## [PROBLEM REQUIREMENTS]
Below are records; say how many of their lines include the word "range", giving nothing but the number.

(Stored data entries)
*** Begin section ***

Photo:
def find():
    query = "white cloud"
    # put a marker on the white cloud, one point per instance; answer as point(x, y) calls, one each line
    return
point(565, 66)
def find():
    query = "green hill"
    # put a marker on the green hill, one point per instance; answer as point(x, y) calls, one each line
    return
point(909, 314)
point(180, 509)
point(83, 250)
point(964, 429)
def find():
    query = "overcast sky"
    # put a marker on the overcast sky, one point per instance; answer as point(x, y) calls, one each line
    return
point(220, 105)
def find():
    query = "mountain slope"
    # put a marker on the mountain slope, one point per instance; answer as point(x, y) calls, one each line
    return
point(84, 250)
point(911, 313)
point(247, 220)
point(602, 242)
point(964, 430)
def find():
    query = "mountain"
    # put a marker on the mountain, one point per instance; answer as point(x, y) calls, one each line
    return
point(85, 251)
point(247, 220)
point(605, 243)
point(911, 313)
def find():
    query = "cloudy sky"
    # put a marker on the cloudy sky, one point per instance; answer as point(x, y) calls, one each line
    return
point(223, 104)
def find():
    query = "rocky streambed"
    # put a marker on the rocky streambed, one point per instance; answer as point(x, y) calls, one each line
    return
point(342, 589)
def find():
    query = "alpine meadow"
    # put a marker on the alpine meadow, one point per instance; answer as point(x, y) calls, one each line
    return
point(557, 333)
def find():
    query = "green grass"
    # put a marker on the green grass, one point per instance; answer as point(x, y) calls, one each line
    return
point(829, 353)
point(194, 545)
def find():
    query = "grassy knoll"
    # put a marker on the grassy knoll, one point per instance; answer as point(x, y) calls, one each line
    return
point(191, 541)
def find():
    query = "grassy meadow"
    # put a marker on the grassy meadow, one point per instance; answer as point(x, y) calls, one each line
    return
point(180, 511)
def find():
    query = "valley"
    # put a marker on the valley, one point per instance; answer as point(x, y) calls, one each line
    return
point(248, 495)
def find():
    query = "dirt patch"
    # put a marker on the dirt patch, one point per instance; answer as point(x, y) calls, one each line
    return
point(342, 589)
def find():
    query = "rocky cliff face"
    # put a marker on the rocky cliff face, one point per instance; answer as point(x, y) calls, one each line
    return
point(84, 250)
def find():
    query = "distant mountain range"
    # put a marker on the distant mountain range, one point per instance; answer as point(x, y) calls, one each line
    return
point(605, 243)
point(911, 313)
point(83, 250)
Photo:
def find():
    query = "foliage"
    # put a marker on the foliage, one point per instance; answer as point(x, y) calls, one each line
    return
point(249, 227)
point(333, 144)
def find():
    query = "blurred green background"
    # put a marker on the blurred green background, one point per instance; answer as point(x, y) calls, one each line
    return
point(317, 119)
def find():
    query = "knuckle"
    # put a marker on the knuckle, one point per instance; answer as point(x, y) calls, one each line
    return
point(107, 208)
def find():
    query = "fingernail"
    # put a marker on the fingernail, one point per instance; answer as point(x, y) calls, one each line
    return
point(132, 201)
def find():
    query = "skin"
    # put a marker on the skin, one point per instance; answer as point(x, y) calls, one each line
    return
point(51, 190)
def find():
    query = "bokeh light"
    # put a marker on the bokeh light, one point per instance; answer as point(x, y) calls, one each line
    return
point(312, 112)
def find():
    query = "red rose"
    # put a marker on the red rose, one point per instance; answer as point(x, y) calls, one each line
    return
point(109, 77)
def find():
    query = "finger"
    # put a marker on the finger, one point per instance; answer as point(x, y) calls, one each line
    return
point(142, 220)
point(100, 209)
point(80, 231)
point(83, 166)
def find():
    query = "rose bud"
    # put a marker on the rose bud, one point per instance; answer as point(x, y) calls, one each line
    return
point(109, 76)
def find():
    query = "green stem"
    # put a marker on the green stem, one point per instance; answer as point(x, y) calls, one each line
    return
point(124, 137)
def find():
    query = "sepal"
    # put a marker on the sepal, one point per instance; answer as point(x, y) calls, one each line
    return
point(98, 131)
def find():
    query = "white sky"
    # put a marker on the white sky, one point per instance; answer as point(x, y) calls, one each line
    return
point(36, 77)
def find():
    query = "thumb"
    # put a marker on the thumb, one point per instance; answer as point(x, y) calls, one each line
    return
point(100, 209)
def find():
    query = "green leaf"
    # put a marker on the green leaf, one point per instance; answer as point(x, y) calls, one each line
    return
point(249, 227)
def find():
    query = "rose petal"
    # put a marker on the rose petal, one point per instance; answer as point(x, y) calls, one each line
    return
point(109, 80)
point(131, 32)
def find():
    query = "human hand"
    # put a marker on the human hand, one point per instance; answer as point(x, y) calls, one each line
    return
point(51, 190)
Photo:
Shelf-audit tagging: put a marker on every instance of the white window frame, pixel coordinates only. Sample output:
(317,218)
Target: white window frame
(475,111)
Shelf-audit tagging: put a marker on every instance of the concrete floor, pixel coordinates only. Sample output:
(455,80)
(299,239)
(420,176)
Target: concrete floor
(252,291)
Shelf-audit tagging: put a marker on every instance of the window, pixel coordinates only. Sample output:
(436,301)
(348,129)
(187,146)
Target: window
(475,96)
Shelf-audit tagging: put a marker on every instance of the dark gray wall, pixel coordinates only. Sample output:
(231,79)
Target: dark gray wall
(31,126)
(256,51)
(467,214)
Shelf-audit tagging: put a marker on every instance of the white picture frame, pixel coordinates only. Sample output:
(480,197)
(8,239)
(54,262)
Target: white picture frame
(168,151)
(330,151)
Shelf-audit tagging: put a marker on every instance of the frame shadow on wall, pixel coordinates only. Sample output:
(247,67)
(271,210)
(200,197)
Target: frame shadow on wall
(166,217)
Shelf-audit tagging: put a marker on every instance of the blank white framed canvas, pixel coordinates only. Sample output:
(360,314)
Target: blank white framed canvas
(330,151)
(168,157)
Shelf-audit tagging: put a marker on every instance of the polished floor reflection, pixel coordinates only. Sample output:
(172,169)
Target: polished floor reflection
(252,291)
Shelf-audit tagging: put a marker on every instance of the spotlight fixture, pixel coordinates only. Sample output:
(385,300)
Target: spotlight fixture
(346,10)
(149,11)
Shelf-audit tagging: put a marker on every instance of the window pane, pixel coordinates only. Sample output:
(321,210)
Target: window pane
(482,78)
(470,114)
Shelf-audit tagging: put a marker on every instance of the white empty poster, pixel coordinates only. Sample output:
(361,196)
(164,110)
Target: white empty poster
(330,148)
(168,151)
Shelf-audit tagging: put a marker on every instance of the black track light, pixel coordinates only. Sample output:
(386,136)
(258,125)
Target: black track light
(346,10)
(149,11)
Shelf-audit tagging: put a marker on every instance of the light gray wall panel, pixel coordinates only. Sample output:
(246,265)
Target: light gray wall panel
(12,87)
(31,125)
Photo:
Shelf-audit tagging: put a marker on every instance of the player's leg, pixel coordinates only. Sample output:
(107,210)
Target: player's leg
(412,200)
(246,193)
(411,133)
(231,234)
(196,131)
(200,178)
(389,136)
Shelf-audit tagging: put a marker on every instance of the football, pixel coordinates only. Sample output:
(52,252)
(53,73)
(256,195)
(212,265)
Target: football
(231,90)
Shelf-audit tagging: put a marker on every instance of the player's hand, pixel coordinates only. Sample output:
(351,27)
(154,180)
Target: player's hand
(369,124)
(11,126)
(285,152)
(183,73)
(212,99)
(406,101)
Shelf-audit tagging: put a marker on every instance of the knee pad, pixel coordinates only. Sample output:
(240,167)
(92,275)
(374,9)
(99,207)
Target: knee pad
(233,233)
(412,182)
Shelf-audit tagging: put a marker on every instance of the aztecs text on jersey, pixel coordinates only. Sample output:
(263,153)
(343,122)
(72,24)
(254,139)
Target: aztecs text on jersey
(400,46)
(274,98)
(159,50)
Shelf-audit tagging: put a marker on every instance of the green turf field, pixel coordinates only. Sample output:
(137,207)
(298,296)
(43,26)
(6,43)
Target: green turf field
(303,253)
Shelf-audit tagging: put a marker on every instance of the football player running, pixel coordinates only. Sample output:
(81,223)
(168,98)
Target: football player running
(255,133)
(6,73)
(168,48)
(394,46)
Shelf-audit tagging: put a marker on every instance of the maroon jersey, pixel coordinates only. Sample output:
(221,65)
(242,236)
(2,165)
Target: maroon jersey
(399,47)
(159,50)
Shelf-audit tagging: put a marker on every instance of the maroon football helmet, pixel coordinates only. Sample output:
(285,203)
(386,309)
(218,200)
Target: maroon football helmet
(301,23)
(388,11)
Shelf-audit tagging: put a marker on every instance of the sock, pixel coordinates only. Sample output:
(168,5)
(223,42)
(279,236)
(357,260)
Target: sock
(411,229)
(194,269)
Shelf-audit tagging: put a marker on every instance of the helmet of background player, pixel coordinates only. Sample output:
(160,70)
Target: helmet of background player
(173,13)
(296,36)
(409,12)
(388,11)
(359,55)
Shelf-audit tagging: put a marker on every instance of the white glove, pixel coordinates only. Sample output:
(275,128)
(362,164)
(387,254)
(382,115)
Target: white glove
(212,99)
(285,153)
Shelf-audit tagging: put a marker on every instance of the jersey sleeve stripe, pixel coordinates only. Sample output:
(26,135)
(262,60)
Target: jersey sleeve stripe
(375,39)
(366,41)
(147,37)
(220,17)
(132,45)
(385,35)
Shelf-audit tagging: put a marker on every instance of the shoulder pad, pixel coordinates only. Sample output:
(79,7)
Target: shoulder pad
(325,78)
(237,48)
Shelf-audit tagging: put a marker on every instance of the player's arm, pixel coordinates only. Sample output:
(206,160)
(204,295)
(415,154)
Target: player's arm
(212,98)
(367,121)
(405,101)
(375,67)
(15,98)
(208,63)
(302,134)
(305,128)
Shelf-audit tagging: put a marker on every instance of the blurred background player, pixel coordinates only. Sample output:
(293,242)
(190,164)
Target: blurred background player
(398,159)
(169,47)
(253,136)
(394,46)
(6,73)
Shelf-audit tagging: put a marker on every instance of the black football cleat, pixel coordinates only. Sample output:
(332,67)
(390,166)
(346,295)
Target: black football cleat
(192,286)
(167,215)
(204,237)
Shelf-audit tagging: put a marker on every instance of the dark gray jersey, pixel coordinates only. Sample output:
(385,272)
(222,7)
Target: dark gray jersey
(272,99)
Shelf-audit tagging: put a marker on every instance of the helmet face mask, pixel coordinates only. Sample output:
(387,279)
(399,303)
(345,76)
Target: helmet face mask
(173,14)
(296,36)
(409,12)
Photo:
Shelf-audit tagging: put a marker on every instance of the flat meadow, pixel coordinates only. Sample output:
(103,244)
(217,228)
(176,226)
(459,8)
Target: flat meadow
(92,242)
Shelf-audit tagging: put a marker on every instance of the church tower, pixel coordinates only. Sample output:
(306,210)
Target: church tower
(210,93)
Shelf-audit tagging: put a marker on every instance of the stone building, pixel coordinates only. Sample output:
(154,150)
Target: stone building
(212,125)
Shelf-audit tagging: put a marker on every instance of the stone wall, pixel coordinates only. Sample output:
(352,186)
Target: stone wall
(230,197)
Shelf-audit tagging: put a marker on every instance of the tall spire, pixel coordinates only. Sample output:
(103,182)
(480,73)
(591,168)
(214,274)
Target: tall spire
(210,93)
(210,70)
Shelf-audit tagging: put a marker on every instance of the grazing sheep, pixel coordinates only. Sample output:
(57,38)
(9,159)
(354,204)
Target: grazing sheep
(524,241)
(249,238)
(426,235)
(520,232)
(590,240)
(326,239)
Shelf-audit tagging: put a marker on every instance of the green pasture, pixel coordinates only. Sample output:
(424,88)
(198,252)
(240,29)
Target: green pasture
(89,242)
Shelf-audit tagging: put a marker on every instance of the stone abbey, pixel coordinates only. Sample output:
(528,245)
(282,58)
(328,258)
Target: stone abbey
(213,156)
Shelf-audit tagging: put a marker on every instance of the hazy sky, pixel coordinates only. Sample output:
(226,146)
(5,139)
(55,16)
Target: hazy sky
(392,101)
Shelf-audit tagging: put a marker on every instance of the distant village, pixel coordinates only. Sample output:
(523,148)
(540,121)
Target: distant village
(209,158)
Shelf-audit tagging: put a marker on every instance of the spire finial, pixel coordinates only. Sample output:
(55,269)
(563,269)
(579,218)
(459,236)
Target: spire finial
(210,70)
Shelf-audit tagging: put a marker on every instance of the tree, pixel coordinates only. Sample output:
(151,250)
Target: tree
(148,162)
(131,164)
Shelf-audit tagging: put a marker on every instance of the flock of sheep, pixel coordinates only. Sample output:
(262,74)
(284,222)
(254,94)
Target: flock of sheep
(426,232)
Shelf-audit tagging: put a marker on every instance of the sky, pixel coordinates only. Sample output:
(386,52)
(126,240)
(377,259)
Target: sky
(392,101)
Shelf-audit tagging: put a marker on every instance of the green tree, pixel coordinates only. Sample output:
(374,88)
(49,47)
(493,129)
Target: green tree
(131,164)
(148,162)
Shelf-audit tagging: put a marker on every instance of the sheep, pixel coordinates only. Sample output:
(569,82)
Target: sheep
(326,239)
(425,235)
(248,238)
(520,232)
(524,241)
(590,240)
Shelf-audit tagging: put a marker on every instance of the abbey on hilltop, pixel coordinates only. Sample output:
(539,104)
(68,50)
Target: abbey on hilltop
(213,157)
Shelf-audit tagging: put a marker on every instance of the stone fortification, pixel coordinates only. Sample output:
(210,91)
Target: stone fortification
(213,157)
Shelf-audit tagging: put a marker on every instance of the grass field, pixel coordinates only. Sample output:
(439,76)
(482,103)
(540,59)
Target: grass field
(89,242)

*** End section ***

## [ANSWER]
2